### Problems and tasks:
**1)** According to the passage on stratospheric spore exposure, what loss of viable Bacillus subtilis spores did Smith et al. (2011) measure after 6 hours of direct UV irradiation?
**2)** Duplicate everything from "Lab Ground CouponsKept" down to "4.30 × 105)" in the passage on stratospheric spore exposure.
**3)** Decide whether each statement agrees with the passage on stratospheric spore exposure. Answer yes or no, and support each answer with the deciding words quoted from the passage.
(a) Preparing coupons with a 100 μl aliquot produced a layer of 1 to 3 spores.
(b) Preparing a transcript library from germinated survivors generally needs about 10 pg of RNA per sample.
(c) The skewer base plate is described as too complex to customize easily.

### Source text:
□ □ □ □ □

Most Probable Number of Viable Spores.

Sample CategoryTreatmentMPN (N, σ)
Lab Ground CouponsKept in the laboratory1.84 × 106 (1, N/A)
Transported Ground CouponsTransported to launch site but not installed1.93 × 106 (2, 3.74 × 105)
Face-Up Flight CouponsFlown, exposed for 2 s1.91 × 106 (4, 4.30 × 105)
Inverted Flight CouponsFlown, exposed for 2 s without sunlight1.66 × 106 (4, 5.96 × 105)

If future flights deployed the same experimental design and exposed microbes for hours at float, we would expect to see a rapid inactivation. Smith et al. (2011) simulated stratospheric conditions and measured a 99.9% loss of viable Bacillus subtilis spores after only 6 hours of direct UV irradiation. Beyond investigating viability alone, transcriptome sequencing and differential expression analysis of RNA could provide valuable insight into the functional effects of stratospheric transport on surviving microorganisms. For instance, this approach could help identify genes associated with repairing damage to the cell envelope, genome, and/or core metabolic proteins. Even with complete survival, our coupons yielded only between 0.53 to 0.97 μg total RNA. Generally, about 1 μg RNA per sample is needed for preparing a transcript library from germinated survivors. Recent developments in library preparation may soon allow reproducible single-cell transcriptomics using as little as 10 pg of starting total RNA (Sasagawa et al., 2013). Nevertheless, follow-on stratosphere experiments may require an order of magnitude increase in the number of spores doped onto coupon surfaces since longer exposures will inactivate a greater portion of samples. Boosting biomass to harvest enough RNA may generate misleading survival data, resulting in a layer of spores that block irradiation effects. Our coupon preparation method using a 100 μl aliquot generated a layer of 1 to 3 spores (Figure 4). Larger coupons (accommodating more spores across the surface) or flying more replicates (to pool samples) may yield enough recoverable RNA without creating unwanted spore layers. The simplicity of the skewer base plate lends itself to customization. Biological requirements can guide the optimal engineering of the skewer base plate. Future investigators can easily reconfigure the base plate to allow for the desired number of replicates and microbe concentrations, or accommodate other categories of microorganisms incompatible with the aluminum coupons.

□ □ □ □ □

### Input data:
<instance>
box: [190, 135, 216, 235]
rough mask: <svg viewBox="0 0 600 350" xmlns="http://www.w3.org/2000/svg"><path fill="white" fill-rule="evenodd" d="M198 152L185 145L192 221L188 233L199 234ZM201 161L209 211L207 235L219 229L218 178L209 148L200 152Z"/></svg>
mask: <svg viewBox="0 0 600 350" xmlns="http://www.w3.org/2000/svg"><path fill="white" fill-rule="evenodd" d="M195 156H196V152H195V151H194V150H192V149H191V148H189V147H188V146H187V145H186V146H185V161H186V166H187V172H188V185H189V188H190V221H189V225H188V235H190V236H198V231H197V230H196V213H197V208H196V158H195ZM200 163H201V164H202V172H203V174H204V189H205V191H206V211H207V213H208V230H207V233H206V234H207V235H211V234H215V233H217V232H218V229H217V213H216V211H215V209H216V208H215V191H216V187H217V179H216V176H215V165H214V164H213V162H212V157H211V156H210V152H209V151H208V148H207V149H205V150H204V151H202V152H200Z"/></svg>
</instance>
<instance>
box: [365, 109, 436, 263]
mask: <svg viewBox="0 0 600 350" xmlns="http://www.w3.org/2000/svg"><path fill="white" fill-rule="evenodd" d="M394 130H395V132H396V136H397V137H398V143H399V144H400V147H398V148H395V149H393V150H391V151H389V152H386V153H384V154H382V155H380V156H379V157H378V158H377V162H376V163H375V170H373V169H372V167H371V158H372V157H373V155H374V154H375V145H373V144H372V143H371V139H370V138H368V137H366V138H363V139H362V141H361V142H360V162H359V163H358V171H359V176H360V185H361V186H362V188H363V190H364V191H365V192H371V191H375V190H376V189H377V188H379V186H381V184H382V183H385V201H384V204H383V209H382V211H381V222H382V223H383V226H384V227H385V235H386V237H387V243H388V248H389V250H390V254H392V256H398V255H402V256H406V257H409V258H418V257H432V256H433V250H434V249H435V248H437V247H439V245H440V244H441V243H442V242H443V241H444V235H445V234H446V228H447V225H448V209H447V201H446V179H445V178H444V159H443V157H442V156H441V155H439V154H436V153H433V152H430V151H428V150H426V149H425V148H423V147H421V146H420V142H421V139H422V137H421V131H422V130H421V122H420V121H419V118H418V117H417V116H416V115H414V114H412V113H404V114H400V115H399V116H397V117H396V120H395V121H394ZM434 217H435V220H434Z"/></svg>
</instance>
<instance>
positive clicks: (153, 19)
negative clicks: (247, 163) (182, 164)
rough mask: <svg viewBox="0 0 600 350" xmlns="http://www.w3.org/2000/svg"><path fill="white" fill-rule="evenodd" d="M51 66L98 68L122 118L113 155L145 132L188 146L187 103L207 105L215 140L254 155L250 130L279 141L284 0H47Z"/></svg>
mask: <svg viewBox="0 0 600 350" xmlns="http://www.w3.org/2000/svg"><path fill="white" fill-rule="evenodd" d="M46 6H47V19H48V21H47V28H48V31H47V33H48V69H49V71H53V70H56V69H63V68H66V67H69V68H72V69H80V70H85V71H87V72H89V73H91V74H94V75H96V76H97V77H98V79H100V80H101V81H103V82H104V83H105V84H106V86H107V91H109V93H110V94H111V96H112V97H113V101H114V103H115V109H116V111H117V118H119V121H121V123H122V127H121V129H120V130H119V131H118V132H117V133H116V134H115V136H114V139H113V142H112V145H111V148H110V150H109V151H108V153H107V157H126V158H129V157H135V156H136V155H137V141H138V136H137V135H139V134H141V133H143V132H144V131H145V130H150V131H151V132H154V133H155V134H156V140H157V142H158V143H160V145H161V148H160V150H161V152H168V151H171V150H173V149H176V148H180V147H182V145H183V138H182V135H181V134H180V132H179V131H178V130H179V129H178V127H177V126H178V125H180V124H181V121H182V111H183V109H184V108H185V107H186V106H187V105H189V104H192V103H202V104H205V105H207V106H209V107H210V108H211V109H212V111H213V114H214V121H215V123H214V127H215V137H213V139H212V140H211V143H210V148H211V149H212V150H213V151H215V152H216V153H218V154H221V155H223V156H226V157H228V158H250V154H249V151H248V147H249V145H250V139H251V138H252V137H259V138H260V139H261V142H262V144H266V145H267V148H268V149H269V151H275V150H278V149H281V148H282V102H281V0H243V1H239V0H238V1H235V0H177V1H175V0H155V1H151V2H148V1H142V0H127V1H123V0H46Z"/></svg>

□ □ □ □ □

### Activity answers:
**1)** A 99.9% loss.

**2)**
Lab Ground CouponsKept in the laboratory1.84 × 106 (1, N/A)
Transported Ground CouponsTransported to launch site but not installed1.93 × 106 (2, 3.74 × 105)
Face-Up Flight CouponsFlown, exposed for 2 s1.91 × 106 (4, 4.30 × 105)

**3)**
(a) Yes: "Our coupon preparation method using a 100 μl aliquot generated a layer of 1 to 3 spores (Figure 4)."
(b) No: "Generally, about 1 μg RNA per sample is needed for preparing a transcript library from germinated survivors."
(c) No: "The simplicity of the skewer base plate lends itself to customization."